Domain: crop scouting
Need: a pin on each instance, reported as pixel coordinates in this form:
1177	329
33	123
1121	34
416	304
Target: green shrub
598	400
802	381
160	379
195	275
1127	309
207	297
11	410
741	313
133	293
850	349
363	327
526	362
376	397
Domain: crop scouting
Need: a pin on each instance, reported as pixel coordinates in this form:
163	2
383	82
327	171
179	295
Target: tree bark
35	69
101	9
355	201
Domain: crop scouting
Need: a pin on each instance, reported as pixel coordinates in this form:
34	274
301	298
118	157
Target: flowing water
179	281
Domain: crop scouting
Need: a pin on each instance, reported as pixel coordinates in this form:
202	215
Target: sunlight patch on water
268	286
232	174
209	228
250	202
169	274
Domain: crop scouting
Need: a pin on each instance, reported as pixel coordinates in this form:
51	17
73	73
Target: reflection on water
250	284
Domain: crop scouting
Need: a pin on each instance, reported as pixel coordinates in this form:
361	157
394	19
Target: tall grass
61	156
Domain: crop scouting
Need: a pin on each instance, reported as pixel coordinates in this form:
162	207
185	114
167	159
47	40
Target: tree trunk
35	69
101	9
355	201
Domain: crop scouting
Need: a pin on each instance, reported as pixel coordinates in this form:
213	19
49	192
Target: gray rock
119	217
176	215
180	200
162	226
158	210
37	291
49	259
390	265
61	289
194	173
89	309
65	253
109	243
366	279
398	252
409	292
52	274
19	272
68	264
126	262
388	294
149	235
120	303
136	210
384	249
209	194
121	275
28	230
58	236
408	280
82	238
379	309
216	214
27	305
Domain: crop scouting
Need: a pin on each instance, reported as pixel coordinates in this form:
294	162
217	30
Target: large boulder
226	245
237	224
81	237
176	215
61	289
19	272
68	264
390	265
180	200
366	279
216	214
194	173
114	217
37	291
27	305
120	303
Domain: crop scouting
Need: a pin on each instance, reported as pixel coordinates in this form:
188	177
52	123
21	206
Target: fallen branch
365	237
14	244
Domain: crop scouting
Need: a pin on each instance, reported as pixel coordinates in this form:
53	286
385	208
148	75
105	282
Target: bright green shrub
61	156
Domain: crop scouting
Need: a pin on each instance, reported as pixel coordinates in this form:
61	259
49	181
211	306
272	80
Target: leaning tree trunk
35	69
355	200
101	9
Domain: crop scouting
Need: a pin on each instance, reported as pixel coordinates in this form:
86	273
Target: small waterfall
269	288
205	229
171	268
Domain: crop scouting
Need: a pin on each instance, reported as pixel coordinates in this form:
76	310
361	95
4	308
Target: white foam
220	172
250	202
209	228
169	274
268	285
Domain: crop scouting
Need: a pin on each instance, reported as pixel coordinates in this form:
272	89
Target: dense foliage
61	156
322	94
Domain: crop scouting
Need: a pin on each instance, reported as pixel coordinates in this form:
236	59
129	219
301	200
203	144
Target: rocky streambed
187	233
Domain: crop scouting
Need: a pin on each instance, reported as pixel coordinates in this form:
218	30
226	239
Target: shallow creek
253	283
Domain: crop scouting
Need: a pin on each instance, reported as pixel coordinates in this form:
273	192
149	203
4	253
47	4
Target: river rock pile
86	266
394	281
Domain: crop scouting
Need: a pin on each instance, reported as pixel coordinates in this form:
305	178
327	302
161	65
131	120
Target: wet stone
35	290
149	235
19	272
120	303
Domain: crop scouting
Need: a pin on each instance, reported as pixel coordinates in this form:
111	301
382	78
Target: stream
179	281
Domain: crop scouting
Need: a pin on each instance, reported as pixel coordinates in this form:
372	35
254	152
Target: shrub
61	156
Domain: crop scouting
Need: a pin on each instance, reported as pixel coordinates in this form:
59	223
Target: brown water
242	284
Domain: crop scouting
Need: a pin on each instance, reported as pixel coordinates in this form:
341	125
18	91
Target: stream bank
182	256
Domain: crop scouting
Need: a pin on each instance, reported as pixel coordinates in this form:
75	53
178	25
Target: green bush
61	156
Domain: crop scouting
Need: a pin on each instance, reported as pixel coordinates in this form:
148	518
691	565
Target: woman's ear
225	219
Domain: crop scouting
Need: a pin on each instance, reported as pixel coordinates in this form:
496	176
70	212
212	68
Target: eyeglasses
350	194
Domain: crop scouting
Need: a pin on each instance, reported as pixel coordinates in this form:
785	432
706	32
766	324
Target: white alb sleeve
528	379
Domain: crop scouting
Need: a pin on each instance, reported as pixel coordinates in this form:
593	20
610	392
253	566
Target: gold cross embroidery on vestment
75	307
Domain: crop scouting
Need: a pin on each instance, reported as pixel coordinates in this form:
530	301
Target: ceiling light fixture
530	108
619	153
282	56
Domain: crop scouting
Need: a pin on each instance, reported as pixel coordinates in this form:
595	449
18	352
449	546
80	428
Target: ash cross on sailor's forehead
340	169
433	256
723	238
━━━━━━━━━━
Write the material above out again, exactly as it reads.

Domain: crop scouting
Need: a pin on each instance, reported as pixel coordinates in this form:
1177	329
33	123
1121	34
416	304
Target: green shrub
598	400
802	381
160	379
195	275
1127	309
207	297
11	410
741	313
133	293
850	349
363	327
526	362
376	397
Domain: crop scouting
Need: a pin on each instance, reported as pixel coordinates in this form:
163	2
383	82
327	171
179	295
Target: tree bark
35	69
101	9
355	201
Domain: crop scouting
Need: a pin on each instance, reported as pixel coordinates in this form:
34	274
301	298
118	157
Target: flowing water
179	281
Domain: crop scouting
Need: a pin on each instance, reported as pixel coordinates in this form:
202	215
Target: sunlight patch on water
268	286
232	174
209	228
250	202
169	274
Domain: crop scouting
Need: a pin on each instance, reported as pixel coordinates in this form:
51	17
73	73
Target: reflection on water
250	284
Domain: crop scouting
Need: a pin on each instance, reported as pixel coordinates in this form:
361	157
394	19
Target: tall grass
61	156
Domain: crop scouting
Need: a pin on each instance, reported as pixel coordinates in this form:
162	207
185	114
167	159
47	40
Target: tree trunk
35	69
101	9
355	201
Domain: crop scouting
Need: a pin on each instance, reported as pixel coordinates in this form:
213	19
49	192
Target: gray rock
119	217
176	215
180	200
162	226
158	210
37	291
49	259
390	265
61	289
194	173
89	309
65	253
109	243
366	279
398	252
409	292
52	274
19	272
68	264
126	262
388	294
149	235
120	303
136	210
384	249
209	194
121	275
28	230
58	236
408	280
82	238
379	309
216	214
27	305
Domain: crop scouting
Need: a pin on each instance, reported as pixel coordinates in this form:
294	162
217	30
Target: large boulder
226	245
237	224
81	237
176	215
61	289
19	272
68	264
390	265
180	200
366	279
216	214
194	173
114	217
37	291
27	305
120	303
Domain: crop scouting
Need: a pin on each instance, reported as pixel coordinates in this form:
188	177
52	123
21	206
Target: fallen branch
365	237
14	244
Domain: crop scouting
Need: a pin on each instance, reported as pixel coordinates in this form:
53	286
385	208
148	75
105	282
Target: bright green shrub
61	156
Domain: crop scouting
Need: a pin on each instance, reported as pixel coordinates in this form:
61	259
49	181
211	306
272	80
Target: leaning tree trunk
35	69
355	200
101	9
Domain: crop scouting
Need: a pin on each instance, reported as pixel coordinates in this form:
86	273
Target: small waterfall
269	288
205	229
171	268
Domain: crop scouting
Need: a pin on each instance, reported as pixel coordinates in this form:
76	310
361	95
4	308
Target: white foam
220	172
250	202
209	228
169	274
268	285
Domain: crop scouting
Need: a pin on each instance, reported as pixel coordinates in this form:
272	89
Target: dense foliage
61	156
322	94
Domain: crop scouting
Need: a pin on each instance, reported as pixel coordinates in this form:
236	59
129	219
301	200
203	144
Target: rocky streambed
187	233
Domain: crop scouting
Need: a pin on each instance, reported as pixel coordinates in this form:
218	30
226	239
Target: shallow creek
253	283
Domain: crop scouting
Need: a pin on each instance, reported as pixel coordinates in this form:
273	192
149	203
4	253
47	4
Target: river rock pile
86	266
394	281
Domain: crop scouting
Need: a pin on each instance, reported as pixel coordinates in this form:
305	178
327	302
161	65
131	120
Target: wet stone
35	290
149	235
19	272
120	303
Domain: crop scouting
Need: a pin on each instance, reported as pixel coordinates in this form:
111	301
382	78
Target: stream
179	281
Domain: crop scouting
Need: a pin on each instance, reported as pixel coordinates in this form:
372	35
254	152
Target: shrub
61	156
Domain: crop scouting
Need: a pin on each instance, reported as pixel coordinates in this form:
59	223
Target: brown water
242	284
Domain: crop scouting
Need: a pin on each instance, reported as pixel coordinates in this form:
341	125
18	91
Target: stream bank
182	256
Domain: crop scouting
Need: a pin on each instance, reported as pixel coordinates in this form:
75	53
178	25
Target: green bush
61	156
Domain: crop scouting
Need: a pin on each instance, reported as pixel coordinates in this form:
148	518
691	565
Target: woman's ear
225	219
Domain: crop scouting
Need: a pin on each instance, reported as pixel coordinates in this form:
496	176
70	212
212	68
Target: eyeglasses
350	194
Domain: crop scouting
Need: a pin on each instance, reported as pixel coordinates in this form:
785	432
706	32
766	324
Target: white alb sleeve
528	379
Domain: crop scouting
Need: a pin on each instance, reported as pixel coordinates in this form:
593	20
610	392
253	566
Target: gold cross embroidery on vestment
75	307
Domain: crop scouting
Need: a pin on each instance, reported as pixel coordinates in this form:
530	301
Target: ceiling light fixture
530	108
619	153
282	56
Domain: crop scouting
Need: a pin on each instance, reported as pixel coordinates in this form:
595	449
18	352
449	546
80	428
Target: ash cross on sailor's forehead
340	169
433	256
723	238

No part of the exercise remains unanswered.